### Supplied records

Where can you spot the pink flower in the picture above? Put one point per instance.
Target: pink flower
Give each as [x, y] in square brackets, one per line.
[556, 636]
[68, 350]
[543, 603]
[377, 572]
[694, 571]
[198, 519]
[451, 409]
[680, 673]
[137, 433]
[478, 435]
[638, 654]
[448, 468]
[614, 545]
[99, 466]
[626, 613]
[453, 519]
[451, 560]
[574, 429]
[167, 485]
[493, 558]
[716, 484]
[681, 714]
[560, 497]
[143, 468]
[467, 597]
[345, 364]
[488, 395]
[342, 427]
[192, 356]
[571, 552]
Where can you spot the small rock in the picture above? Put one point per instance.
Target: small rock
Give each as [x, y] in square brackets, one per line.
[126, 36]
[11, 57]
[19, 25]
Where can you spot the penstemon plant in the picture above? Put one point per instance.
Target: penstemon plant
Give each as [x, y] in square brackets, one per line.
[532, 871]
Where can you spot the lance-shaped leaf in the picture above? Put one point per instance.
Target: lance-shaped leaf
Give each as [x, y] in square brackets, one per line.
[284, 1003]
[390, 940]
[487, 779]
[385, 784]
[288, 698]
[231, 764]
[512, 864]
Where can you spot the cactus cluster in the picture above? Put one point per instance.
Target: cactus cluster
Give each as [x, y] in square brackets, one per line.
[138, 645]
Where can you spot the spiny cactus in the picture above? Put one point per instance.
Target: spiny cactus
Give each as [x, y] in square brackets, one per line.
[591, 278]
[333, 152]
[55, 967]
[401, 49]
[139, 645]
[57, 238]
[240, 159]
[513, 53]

### Objective
Rewrite all of the lines above, putting "Where do you see" wherever "Where can you spot" appears and keeping everything else the same.

### Answer
Where do you see the pink flower in the picture above? Put one point per instance.
Target: pink flower
Give each as [x, y] in square brackets, one per line.
[556, 636]
[68, 350]
[543, 603]
[377, 572]
[694, 571]
[198, 519]
[451, 409]
[680, 673]
[137, 433]
[478, 435]
[638, 654]
[448, 468]
[614, 545]
[99, 466]
[626, 613]
[453, 519]
[451, 560]
[574, 429]
[167, 485]
[493, 558]
[716, 484]
[681, 714]
[560, 497]
[143, 468]
[467, 597]
[345, 364]
[488, 395]
[342, 427]
[192, 356]
[571, 552]
Where do you see the small rock in the picture above? Put one point per instance.
Target: small rock
Give each as [x, y] in square brackets, one per line.
[126, 36]
[11, 57]
[19, 25]
Where do you see the penstemon plant in the picture above? Put one point per instance.
Target: penstemon plant
Give each as [x, y] in square brackets, one per line.
[532, 871]
Where do you see the lance-shaped leaf in the picture above? Put one point per instance.
Target: lance-shaped leaf
Give each as [x, y] in square brackets, one per line.
[284, 1003]
[390, 940]
[487, 779]
[385, 784]
[288, 698]
[231, 764]
[512, 864]
Where do you see the cactus cluster in the picture above? Put one point per instance.
Target: cactus cluster
Give each as [x, y] in square brackets, one per line.
[138, 645]
Where do you see the spiny cactus in the picture above? Put one point per instance.
Target: spiny cactus
Give each as [x, y] in square brackets, one per line.
[591, 278]
[333, 152]
[55, 967]
[401, 49]
[139, 645]
[57, 238]
[240, 159]
[513, 53]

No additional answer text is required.